_Document extract_
I saw similar issue #301 or is it a different case? I tried removing longer files from my predict dataset, but it was still not working. My predict dataset are 27 wav files from 7 to 52 seconds. Can't help thinking this is probably a beginner issue! How can I fix this? Thanks in advance for your help!

Best, Rifa

NickleDave commented 9 months ago

Hi @athenasyarifa, I'm sorry that vak is crashing here.

Thank you for the detailed error report. Based on what I see in the console output and the config file you provided, I don't see a reason to think this is a beginner issue.

My guess is that it's just the case that one of the spectrograms ends up being too big to fit on the GPU, and that causes the OOM error.

The quickest way to rule this out might be to make the files smaller and see if we still get the crash. I know you said you tried that already. Just to follow up:

DATASET_DIR = pathlib.Path(
    'tests/data_for_tests/generated/prep/predict/audio_cbin_annot_notmat/TweetyNet/032412-vak-frame-classification-dataset-generated-231010_165729/'
)

_Records_
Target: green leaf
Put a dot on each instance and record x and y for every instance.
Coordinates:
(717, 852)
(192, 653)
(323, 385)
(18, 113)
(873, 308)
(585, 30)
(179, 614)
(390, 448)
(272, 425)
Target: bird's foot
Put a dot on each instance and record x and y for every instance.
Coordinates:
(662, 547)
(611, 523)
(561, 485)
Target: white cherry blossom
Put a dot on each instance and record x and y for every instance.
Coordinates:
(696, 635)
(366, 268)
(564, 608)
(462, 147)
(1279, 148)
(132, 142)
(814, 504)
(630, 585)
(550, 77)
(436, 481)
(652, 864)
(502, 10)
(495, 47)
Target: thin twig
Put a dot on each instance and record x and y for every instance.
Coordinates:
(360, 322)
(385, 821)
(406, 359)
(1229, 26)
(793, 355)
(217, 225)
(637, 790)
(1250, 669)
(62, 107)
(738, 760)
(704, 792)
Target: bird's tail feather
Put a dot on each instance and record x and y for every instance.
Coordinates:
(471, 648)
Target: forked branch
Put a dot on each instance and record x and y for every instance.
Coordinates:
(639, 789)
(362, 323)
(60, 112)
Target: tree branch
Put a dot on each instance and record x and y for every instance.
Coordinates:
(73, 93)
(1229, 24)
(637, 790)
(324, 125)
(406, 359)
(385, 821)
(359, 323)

_Set problem A_
Reproduce everything in the vak crash thread from "I saw similar" down to "the OOM error.".
_Set problem B_
Carry on the vak crash thread, starting right after its final line.
The rows are separate material from the vak crash thread.

_Written answer A_
I saw similar issue #301 or is it a different case? I tried removing longer files from my predict dataset, but it was still not working. My predict dataset are 27 wav files from 7 to 52 seconds. Can't help thinking this is probably a beginner issue! How can I fix this? Thanks in advance for your help!

Best, Rifa

NickleDave commented 9 months ago

Hi @athenasyarifa, I'm sorry that vak is crashing here.

Thank you for the detailed error report. Based on what I see in the console output and the config file you provided, I don't see a reason to think this is a beginner issue.

My guess is that it's just the case that one of the spectrograms ends up being too big to fit on the GPU, and that causes the OOM error.

_Written answer B_
FILE_NUMBER_THAT_CAUSES_CRASH = 5

metadata = vak.datasets.frame_classification.Metadata.from_dataset_path(DATASET_DIR)
dataset_csv_path = DATASET_DIR / metadata.dataset_csv_filename
df = pd.read_csv(dataset_csv_path)
max_dur = df.loc[FILE_NUMBER_THAT_CAUSES_CRASH, 'duration']
new_df = df[df.duration < max_dur]
assert len(new_df) < len(df)  # make sure that worked
assert new_df['duration'].max() < max_dur  # make extra extra sure, because we are scientists

If you don't get the OOM error then, we can confirm that the issue is file size.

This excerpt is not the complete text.